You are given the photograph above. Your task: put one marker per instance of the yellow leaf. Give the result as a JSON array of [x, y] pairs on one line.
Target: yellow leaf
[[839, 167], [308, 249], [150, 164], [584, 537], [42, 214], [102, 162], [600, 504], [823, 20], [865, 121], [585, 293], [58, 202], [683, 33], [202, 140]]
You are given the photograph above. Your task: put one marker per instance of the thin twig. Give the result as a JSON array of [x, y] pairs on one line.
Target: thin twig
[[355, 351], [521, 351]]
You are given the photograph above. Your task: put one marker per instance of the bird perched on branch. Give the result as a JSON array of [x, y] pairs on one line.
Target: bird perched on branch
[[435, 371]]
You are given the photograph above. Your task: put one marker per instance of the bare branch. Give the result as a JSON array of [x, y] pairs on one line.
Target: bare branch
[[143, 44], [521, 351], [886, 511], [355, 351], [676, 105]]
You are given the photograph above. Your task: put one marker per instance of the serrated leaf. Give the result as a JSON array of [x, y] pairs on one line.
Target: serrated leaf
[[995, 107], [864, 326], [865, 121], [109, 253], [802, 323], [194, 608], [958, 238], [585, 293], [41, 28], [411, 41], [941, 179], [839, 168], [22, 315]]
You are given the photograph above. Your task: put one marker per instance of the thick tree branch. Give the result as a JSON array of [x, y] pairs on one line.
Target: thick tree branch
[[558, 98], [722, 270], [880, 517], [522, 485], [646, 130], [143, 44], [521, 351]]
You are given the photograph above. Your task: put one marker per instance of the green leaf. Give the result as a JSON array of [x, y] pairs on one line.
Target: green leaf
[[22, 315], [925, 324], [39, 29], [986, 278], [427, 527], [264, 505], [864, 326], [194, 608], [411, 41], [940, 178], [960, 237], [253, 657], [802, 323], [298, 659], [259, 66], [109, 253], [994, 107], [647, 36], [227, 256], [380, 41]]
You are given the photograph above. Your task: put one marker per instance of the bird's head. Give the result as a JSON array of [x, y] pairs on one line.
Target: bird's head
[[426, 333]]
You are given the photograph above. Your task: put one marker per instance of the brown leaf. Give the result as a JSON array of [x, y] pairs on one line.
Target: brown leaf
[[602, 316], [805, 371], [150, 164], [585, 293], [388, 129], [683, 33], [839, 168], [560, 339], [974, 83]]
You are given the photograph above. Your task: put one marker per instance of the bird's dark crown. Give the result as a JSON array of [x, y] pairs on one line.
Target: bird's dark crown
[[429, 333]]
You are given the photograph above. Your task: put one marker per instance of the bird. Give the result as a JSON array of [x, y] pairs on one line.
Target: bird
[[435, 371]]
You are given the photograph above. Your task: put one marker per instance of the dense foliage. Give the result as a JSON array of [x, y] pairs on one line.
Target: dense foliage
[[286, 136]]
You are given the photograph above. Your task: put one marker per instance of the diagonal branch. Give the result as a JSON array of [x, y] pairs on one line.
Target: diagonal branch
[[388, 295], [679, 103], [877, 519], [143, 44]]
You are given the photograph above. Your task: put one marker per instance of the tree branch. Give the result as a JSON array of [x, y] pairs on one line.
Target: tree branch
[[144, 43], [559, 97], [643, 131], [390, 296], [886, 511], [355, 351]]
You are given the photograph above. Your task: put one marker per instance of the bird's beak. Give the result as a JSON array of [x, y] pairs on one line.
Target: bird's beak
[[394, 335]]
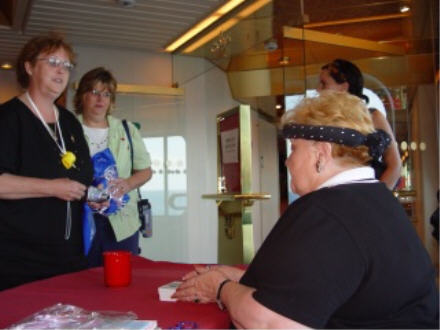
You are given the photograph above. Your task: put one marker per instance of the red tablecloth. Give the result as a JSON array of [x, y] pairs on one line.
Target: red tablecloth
[[86, 289]]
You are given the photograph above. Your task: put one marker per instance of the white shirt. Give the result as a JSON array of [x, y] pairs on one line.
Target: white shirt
[[364, 174], [97, 138]]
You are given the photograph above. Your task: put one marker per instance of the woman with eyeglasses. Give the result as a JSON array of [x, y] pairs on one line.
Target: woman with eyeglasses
[[45, 168], [343, 75], [94, 101]]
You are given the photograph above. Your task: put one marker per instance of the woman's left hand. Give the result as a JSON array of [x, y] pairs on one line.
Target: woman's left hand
[[119, 187], [201, 288]]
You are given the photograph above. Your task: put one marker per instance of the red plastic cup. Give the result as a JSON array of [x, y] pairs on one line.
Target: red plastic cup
[[117, 268]]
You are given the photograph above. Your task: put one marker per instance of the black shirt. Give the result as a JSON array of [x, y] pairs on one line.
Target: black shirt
[[346, 257], [32, 243]]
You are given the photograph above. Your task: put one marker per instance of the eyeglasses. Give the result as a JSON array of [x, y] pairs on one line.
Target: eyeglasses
[[105, 94], [55, 62]]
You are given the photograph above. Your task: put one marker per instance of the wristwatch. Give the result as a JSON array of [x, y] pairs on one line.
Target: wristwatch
[[219, 291]]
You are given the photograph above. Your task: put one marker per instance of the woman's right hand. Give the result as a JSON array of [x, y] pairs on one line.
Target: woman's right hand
[[68, 190]]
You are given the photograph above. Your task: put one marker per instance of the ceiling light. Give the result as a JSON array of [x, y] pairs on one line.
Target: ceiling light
[[199, 27], [6, 66], [404, 9], [284, 60], [127, 3], [226, 25]]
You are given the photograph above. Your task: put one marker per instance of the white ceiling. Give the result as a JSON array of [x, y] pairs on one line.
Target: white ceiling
[[149, 25]]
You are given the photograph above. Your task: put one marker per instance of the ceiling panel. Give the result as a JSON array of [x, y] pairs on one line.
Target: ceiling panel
[[149, 25]]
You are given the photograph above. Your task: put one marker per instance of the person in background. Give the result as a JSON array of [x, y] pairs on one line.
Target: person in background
[[342, 75], [344, 254], [93, 101], [45, 168]]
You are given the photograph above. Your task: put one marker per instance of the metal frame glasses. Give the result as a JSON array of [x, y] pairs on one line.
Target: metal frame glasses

EXERCISE OBJECTIVE: Repeat the material above verbatim. Leave the pictures behind.

THE COMPLETED TASK:
You are given the photograph above. Your task: put one marker per instance of the yellow leaf. Give the result as a JSON array of [x, y] pairs on one line.
Target: yellow leaf
[[839, 167], [308, 249], [150, 164], [584, 537], [42, 214], [102, 162], [600, 504], [823, 20], [865, 121], [585, 293], [58, 202], [683, 33], [202, 140]]
You are given the photograph above. Your task: put one marker per instance of the thin twig. Give the result as a JSON array of [x, y] pairs on one line.
Target: thin twig
[[355, 351], [521, 351]]
You are given the photograph above. Your task: put one marker per instance of the bird perched on branch. Give the result as a JSON array of [x, y] pairs on one line.
Target: bird perched on branch
[[435, 371]]
You are given the photograph above. Your task: put one marker per instance of the bare branch. Give the result as a JSON array of [x, y] pairs on one line.
Target: bare branch
[[143, 44], [521, 351], [886, 511], [355, 351], [676, 105]]
You are given the photograph above. Your task: put one marker per instance of the serrated leaf. Give the result as a JSON array of [x, y] pairs on one line.
Target: serrated leaf
[[995, 107], [864, 326], [865, 121], [109, 253], [802, 323], [194, 608], [958, 238], [585, 293], [41, 28], [411, 41], [941, 179], [839, 168], [22, 315]]
You are given the photograph above. Your task: put one marker per instance of the thick tree branch. Give the result as a JSON array of [x, y] pairs on one line.
Target: thick tree branch
[[558, 98], [722, 270], [880, 517], [522, 485], [646, 130], [143, 44], [521, 351]]
You are given the photograph above. Your task: put one marker per instance of the green leaf. Give the result as a JSON array of [x, y] pairs on one line.
Target: green leaf
[[22, 315], [925, 324], [39, 29], [986, 278], [427, 527], [264, 505], [864, 326], [194, 608], [411, 41], [940, 178], [960, 237], [253, 657], [802, 323], [298, 659], [259, 66], [109, 253], [994, 107], [647, 36], [227, 256], [380, 41]]
You are given the photograph above. Your task: put one marker per instance of the bird's head. Give the result as a JSON array of [x, y] pairs on one line.
Target: bird's head
[[426, 333]]
You are given the photograph above. Your task: put one marker per instance of the brown leaf. Give the result as a JSON array of [x, y] pairs on one line.
Target: brown leaf
[[602, 316], [805, 371], [150, 164], [585, 293], [388, 129], [683, 33], [839, 168], [560, 339], [974, 83]]
You are given the photograph above. Your task: put one marker per instance of the bird's dark crown. Give the result as a JSON array of [x, y] pairs on one line.
Target: bird's dark crown
[[429, 333]]
You are given the photograph above. Your task: put one marker per instance of the bird. Give the result as a JSON array of [x, y] pairs on one line.
Target: bird
[[435, 371]]
You are given the photograph above. Your task: put one marker per instance of the dense foliage. Give the result as a JSON array of [x, y] pairs on one line.
Target: dense foliage
[[286, 136]]
You are given the photograph above. Your task: put one marker per instance of the diagonal branch. Give the result as a JSON array of [x, y] pairs on one line.
Target: diagonal branch
[[388, 295], [679, 103], [877, 519], [143, 44]]
You are given the photograph above. Your task: put one marker per instance of the tree branch. Give the result as a JSON array of [x, y] pairs on one line.
Target: tree branch
[[144, 43], [559, 97], [643, 131], [390, 296], [886, 511], [355, 351]]
You are given the photograph above. Your task: put one marker per instance of the bird's beak. Give the result as a JSON array of [x, y] pairs on one line.
Target: bird's beak
[[394, 335]]
You are given the photograph above. Your task: put one marker per instance of the red tablecloth. Give the result as a JSON array of [x, y] pairs on one line.
Target: red tablecloth
[[86, 289]]
You are given the photograph above. Your task: put one marker per instance of the white shirt. Give the result as a JSON array of [x, y] pairs on one line.
Target: white shirt
[[364, 174], [97, 138]]
You are given the photograph above. Your task: put one marker per instance of the woman with eyeglasses. Give the result as a JSON array of [x, y] pairs on one line.
Target: woman with eyeglasses
[[45, 168], [343, 75], [94, 101]]
You are given the photograph above. Your task: put one marker per instance of the woman's left hand. Give the result as a JSON array of [x, y] pairs on one line.
Target: woman's left hand
[[119, 187], [201, 288]]
You are given the photograph above. Your task: put one marker per instance of the red plastic cup. Give the result as a JSON array of [x, y] pairs on one line.
Target: red plastic cup
[[117, 268]]
You are given the photograph above. Your task: put one marker per instance of the black shirt. Give the result as a JSON array of [x, y] pairs on one line.
Target: black shirt
[[346, 257], [32, 243]]
You are given the photograph above. Your task: put one marker per instance of the eyeglasses. Give the result as a JSON array of [x, y] pairs on one line.
Target: eyeglasses
[[105, 94], [55, 62]]
You are given the photograph above. Your task: put one marker per instance of the wristwatch. Give the result as a JSON array of [x, y] pairs on one line.
Target: wristwatch
[[219, 291]]
You are given the photograph above. Your task: put one marker per instance of the woman's right hand. Give the result as a JSON array of [x, y] pairs on one line.
Target: woman's right hand
[[68, 190]]
You are given the photograph above. Your task: put one marker per instance of the ceiling light. Give the result as a JSON array of [x, y] pairs on one line.
Target: ceiling light
[[199, 27], [6, 66], [404, 9], [284, 60], [127, 3], [226, 25]]
You are given the photograph above. Your task: put one marker per instance of the white ceiling. Give the result as a JSON array of [x, y] pairs on one line.
Target: white ceiling
[[149, 25]]
You are given the photograph above. Your task: put one marker per instance of the ceiling panel. Give the result as a JSON array of [x, y] pairs on one line.
Target: ceiling panel
[[149, 25]]
You are given the photograph above. Your task: put one marker per instance of the person in background. Give the result as a JSON array of [x, y] pairs on one line.
Target: person in background
[[342, 75], [344, 254], [93, 101], [45, 168]]
You are given the photograph above. Your task: put one marker per instance of the metal frame glasses. Give the result as a JSON array of [x, y] pairs on one line.
Target: metal frame glasses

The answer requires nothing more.